What you have to do
In the conversion notes, under what condition does a CVS tagged revision end up in a Perforce label?
---------- Source
Note: A CVS tagged revision will make it into a Perforce label ONLY
when the revision is in fact present in the converted depot, subject
to the branches selected for import. (See the notes for the
"$WANTLINES" variable in the config file).


==== MANIFEST

*** Note: You should unpack the archive on the OS you intend to run
the conversion under. I.e., do not expect to be able to unpack the
archive on a Windows machine, and have it run properly on a *nix host.
--------------------
---------- Stored records
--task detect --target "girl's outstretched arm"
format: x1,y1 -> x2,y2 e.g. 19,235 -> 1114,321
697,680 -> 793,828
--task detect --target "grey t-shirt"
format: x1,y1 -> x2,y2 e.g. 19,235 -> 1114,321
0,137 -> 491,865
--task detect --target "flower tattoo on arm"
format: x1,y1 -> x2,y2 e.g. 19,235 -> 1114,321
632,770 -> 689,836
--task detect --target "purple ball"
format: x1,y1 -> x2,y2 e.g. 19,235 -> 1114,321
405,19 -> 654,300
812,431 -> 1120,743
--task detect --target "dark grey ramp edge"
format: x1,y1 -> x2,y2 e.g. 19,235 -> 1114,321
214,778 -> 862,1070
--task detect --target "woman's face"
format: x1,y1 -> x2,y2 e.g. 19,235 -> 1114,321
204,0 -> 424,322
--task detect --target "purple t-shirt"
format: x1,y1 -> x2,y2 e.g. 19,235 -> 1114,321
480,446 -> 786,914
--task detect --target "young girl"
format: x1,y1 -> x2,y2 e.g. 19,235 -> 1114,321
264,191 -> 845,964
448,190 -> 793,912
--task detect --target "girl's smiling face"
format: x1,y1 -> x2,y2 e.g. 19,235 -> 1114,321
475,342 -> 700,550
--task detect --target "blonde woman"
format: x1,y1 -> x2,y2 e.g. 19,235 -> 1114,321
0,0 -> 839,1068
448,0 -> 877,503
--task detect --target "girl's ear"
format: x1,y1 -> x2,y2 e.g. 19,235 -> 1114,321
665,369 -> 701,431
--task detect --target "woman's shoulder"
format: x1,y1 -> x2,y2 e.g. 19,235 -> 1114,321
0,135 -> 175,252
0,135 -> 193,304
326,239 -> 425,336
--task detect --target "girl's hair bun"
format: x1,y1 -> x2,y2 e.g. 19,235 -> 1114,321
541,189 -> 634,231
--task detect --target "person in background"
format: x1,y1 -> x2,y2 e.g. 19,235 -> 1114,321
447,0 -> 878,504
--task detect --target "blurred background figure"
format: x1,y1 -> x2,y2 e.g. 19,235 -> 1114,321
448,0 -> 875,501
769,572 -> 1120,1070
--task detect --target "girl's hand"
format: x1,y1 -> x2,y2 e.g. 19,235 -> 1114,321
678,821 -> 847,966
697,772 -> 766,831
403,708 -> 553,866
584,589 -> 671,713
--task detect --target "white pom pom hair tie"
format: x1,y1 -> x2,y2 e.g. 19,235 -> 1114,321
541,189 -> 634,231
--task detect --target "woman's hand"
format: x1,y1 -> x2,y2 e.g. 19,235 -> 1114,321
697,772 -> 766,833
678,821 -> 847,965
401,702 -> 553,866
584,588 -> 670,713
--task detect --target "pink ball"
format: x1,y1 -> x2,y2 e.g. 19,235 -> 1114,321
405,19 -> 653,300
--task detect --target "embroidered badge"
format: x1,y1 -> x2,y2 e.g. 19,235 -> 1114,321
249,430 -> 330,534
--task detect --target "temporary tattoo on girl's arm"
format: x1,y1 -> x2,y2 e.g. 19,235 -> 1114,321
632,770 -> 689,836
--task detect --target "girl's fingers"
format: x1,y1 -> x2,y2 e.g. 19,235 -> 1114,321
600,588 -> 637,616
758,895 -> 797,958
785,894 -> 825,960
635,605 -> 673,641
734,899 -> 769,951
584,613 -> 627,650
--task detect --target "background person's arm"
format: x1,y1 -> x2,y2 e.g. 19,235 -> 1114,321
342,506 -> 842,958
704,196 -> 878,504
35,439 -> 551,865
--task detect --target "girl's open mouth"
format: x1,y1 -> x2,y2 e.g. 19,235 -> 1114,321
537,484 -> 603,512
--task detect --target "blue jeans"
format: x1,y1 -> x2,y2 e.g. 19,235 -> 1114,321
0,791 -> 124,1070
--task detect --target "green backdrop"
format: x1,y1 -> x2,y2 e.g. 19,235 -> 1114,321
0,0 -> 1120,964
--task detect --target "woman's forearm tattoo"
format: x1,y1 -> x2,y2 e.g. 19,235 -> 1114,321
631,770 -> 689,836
--------------------
Output of the task
Only when the revision is actually present in the converted depot, subject to the branches selected for import.